[DATA LISTING — start]

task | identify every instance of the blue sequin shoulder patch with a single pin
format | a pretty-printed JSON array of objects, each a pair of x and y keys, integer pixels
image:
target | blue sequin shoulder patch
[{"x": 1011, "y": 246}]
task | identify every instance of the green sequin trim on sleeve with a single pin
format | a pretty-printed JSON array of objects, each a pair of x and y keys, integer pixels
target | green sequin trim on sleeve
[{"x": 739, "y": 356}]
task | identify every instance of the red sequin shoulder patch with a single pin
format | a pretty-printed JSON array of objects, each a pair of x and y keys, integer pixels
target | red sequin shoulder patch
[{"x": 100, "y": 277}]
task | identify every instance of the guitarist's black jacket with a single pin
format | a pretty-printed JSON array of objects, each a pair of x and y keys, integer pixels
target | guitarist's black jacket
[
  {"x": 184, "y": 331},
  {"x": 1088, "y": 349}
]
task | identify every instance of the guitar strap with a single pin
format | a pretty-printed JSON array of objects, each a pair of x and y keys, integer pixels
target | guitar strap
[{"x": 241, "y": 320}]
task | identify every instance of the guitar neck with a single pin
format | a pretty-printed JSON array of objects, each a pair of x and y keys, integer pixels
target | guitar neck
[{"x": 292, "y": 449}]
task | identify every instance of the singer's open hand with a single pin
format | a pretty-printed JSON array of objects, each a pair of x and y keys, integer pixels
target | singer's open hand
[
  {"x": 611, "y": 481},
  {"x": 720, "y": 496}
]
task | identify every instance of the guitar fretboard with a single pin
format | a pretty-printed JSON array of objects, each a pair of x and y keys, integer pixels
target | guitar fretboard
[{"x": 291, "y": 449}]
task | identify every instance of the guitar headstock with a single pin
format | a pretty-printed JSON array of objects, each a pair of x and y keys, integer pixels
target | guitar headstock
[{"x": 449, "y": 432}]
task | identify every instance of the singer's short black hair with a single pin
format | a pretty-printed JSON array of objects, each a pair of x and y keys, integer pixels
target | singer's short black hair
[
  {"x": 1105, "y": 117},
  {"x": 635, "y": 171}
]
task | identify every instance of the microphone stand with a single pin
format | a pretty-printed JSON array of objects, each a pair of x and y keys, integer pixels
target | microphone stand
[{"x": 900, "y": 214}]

[DATA LISTING — finish]

The records above are to be duplicated word for word.

task | identify every instance of the blue sequin shoulder patch with a single pin
format | a pretty-printed JSON array of objects, each a pair of x and y keys, integer pixels
image:
target | blue sequin shoulder patch
[{"x": 1011, "y": 246}]
task | identify every instance of the green sequin trim on sleeve with a single pin
format | a pretty-printed JSON array of objects, each a pair of x and y keys, integer pixels
target | green sequin trim on sleeve
[{"x": 739, "y": 356}]
task | identify every instance of the red sequin shoulder patch with a single pin
format | a pretty-printed JSON array of objects, each a pair of x and y keys, integer pixels
target | red sequin shoulder patch
[{"x": 100, "y": 277}]
task | identify every instance of the guitarist's black jacket with a single pin
format | a pretty-printed JSON array of objects, each a pair of x and y keys, integer pixels
target | guitarist's black jacket
[
  {"x": 184, "y": 331},
  {"x": 1088, "y": 349}
]
task | identify every instance of the guitar strap with a single pin
format | a pretty-printed JSON array of objects, each a pair of x and y keys, integer pixels
target | guitar strap
[{"x": 241, "y": 320}]
task | identify every instance of the guitar neck with a single pin
format | a pretty-printed JSON array of objects, each a pair of x and y keys, integer pixels
target | guitar neck
[{"x": 292, "y": 449}]
task | identify every instance of the singer's open hand with a single pin
format | a pretty-printed JSON array of objects, each a pair of x and y keys, integer pixels
target | singer's open hand
[
  {"x": 611, "y": 481},
  {"x": 720, "y": 496}
]
task | identify every instance of the guitar fretboard with a single pin
format | a pretty-printed JSON array of objects, each a pair of x and y keys, integer pixels
target | guitar fretboard
[{"x": 291, "y": 449}]
task | identify every instance of the guitar headstock with a single pin
format | a pretty-printed JSON array of objects, each a pair of x and y keys, integer pixels
target | guitar headstock
[{"x": 449, "y": 432}]
task | identify every instance of the singer's short black hair with a single pin
format | a pretty-printed JSON array of objects, each a pair of x and y keys, integer pixels
target | singer's short black hair
[
  {"x": 1105, "y": 117},
  {"x": 635, "y": 171}
]
task | identify every instance of the microphone stand with a single pin
format | a pretty-printed JSON array of objects, each a pair of x and y keys, integer pixels
target | microphone stand
[{"x": 900, "y": 214}]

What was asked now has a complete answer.